## REQUIRED ACTION
Your task is to copy the stretch of lines in the records below that begins with the line containing "Target: silver sedan car" and ends with the line containing "Target: red and yellow striped awning", exactly as written, with nothing added.

——

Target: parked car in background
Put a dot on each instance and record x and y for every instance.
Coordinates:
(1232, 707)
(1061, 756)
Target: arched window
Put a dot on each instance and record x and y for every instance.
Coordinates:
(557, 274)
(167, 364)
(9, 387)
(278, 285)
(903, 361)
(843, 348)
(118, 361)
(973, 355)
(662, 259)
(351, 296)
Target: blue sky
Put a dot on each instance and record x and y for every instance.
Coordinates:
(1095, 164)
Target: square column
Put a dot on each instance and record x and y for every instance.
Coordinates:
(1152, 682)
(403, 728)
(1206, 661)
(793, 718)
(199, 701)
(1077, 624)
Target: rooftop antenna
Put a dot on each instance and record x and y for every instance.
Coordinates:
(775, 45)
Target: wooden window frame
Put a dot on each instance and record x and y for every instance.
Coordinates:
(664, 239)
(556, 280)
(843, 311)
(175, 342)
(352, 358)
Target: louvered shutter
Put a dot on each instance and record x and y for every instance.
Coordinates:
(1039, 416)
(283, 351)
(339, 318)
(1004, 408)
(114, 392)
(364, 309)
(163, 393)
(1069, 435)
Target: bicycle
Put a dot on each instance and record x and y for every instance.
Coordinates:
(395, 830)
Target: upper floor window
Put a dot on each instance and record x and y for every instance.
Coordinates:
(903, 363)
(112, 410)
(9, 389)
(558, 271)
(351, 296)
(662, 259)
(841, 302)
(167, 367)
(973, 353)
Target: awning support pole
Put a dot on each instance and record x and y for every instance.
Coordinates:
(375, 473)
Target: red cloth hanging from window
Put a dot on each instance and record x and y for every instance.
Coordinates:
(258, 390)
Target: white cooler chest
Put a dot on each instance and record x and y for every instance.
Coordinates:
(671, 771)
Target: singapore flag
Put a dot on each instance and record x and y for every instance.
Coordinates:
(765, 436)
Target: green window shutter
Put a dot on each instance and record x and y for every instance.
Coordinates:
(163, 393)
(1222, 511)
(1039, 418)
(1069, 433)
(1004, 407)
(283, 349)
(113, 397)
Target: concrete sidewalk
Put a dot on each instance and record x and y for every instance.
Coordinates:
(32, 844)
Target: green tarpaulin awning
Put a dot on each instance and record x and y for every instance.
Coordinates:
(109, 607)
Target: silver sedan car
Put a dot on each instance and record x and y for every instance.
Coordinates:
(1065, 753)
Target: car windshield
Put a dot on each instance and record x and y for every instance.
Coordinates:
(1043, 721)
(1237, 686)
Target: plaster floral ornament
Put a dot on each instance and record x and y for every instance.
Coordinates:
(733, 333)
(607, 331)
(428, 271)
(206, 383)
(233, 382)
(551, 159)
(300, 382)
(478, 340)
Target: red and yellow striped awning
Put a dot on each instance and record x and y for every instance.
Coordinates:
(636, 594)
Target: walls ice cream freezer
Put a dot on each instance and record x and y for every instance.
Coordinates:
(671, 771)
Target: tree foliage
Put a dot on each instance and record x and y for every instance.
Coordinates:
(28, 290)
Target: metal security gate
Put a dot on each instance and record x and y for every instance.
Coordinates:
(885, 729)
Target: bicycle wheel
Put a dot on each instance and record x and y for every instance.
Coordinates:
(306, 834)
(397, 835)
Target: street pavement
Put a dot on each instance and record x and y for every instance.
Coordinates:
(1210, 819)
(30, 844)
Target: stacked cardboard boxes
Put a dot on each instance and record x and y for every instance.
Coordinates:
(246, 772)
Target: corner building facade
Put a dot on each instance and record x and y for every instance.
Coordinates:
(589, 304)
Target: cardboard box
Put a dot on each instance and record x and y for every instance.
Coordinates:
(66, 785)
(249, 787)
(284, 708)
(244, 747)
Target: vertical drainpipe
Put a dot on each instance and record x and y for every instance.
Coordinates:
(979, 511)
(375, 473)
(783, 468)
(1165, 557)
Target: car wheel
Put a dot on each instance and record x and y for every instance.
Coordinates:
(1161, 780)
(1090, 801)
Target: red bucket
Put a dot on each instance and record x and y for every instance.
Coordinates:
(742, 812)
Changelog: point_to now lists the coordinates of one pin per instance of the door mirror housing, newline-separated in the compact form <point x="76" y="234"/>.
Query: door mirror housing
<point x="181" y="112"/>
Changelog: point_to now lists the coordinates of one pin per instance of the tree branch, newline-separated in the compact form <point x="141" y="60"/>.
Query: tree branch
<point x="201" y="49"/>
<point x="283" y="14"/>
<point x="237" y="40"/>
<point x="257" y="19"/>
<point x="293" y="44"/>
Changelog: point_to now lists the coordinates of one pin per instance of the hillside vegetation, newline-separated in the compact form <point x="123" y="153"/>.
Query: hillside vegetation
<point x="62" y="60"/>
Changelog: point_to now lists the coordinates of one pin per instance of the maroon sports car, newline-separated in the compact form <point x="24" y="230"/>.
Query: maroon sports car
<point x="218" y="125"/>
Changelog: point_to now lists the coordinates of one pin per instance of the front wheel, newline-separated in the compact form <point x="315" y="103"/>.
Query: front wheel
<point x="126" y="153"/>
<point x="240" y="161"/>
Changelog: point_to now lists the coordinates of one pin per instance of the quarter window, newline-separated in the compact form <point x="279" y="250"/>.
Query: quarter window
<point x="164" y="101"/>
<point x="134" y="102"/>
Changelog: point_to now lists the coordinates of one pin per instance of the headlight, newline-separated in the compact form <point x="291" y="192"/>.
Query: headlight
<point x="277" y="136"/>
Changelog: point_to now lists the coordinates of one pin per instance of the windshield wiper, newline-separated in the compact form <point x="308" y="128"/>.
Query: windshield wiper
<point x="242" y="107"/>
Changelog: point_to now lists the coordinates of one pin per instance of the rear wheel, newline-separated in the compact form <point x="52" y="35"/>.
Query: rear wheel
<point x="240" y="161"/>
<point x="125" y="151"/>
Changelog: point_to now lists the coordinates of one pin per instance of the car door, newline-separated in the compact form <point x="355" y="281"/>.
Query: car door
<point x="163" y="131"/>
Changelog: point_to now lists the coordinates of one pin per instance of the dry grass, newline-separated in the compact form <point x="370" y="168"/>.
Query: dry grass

——

## RESPONSE BELOW
Target: silver sedan car
Put a dot on each instance and record x and y for every instance.
Coordinates:
(1065, 753)
Target: car windshield
Put a dot on each instance and record x and y for every instance.
Coordinates:
(1043, 721)
(1237, 686)
Target: plaster floral ornament
Put a dot on each instance and record x and y for every instance.
Coordinates:
(733, 333)
(607, 331)
(428, 271)
(206, 383)
(233, 382)
(551, 159)
(300, 382)
(478, 340)
Target: red and yellow striped awning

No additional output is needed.